Stated task: Please resize the data starting at its first line and ending at the line containing "626 794 662 830" by multiplying every bounding box coordinate in the answers by 0.3 and rounding to whole numbers, with halves rounded up. Write out all of those lines again, keeping the requests and all other text unchanged.

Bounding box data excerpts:

**********

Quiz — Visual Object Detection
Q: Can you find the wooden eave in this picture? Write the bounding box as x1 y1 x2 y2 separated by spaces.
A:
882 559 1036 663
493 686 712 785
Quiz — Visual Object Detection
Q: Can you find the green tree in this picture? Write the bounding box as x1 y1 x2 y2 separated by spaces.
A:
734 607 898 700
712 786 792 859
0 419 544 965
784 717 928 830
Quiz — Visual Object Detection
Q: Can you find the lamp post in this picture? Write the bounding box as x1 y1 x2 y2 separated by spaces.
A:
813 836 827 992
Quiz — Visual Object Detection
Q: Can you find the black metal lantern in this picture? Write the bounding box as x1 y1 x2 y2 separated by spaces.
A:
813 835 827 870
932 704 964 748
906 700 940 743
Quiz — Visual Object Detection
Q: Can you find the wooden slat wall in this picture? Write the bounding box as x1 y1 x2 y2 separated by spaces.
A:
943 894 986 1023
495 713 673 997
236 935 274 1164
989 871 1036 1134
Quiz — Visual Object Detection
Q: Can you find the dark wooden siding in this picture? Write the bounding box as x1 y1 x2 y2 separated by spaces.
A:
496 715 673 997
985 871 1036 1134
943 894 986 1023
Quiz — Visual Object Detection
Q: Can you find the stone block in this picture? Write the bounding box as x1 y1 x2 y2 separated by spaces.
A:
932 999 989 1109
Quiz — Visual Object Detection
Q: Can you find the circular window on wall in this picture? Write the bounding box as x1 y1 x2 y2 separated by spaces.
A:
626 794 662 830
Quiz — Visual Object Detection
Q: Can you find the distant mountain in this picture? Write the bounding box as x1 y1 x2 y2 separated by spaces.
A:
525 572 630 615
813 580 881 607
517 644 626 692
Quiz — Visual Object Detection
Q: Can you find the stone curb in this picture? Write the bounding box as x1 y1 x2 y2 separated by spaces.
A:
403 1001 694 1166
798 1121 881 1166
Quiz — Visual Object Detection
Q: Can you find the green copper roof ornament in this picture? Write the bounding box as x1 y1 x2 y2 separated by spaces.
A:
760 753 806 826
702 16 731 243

**********

Task output:
Quiz — Visual Object Detection
Q: Can you find the wooden eave in this picture? Write the bounding box as x1 y1 x2 y2 separated by spaces.
A:
265 168 311 199
148 206 214 236
Quiz — Visual Object Detection
Q: Can you find the green tree in this picture? Write the bounding box as x1 y1 x2 y2 separated by spaces.
A:
220 182 269 210
214 236 238 258
0 126 163 290
235 215 278 249
Quiz — Visual Object Detection
Q: Can you find the lamp post in this picture? Write the bounding box as x1 y1 x2 y2 separated by spaces.
A:
244 251 248 298
Quiz — Visual Object Detection
Q: Can you find the black metal lantern in this picture? Write the bounding box as x1 y1 x2 y2 separated by spaces.
A:
244 251 248 261
280 211 289 224
272 210 282 223
Quiz — Visual Object Detection
Q: Can you find the wooden slat wall in this picture? Write the bounding box as x1 y1 x2 y2 separated by spaces.
A:
283 268 296 307
149 214 202 299
71 281 82 349
297 261 311 340
Quiz — Visual Object Detection
Q: Can you find the dark wooden siding in this picture? Write the bounding box as x1 y1 x2 y2 separated by spaces.
A:
149 215 202 299
296 261 311 340
283 268 296 307
Quiz — Visual Object Detection
Q: Can you find the stone block in this picture? Write the bounding box as x1 y1 x2 y2 separated by spaces.
A:
280 300 297 333
Quiz — Visual Object Detection
Q: Can you find the circular window on wall in this picture? Write the bounding box as x1 y1 x2 y2 separated by spaces.
A:
188 238 199 249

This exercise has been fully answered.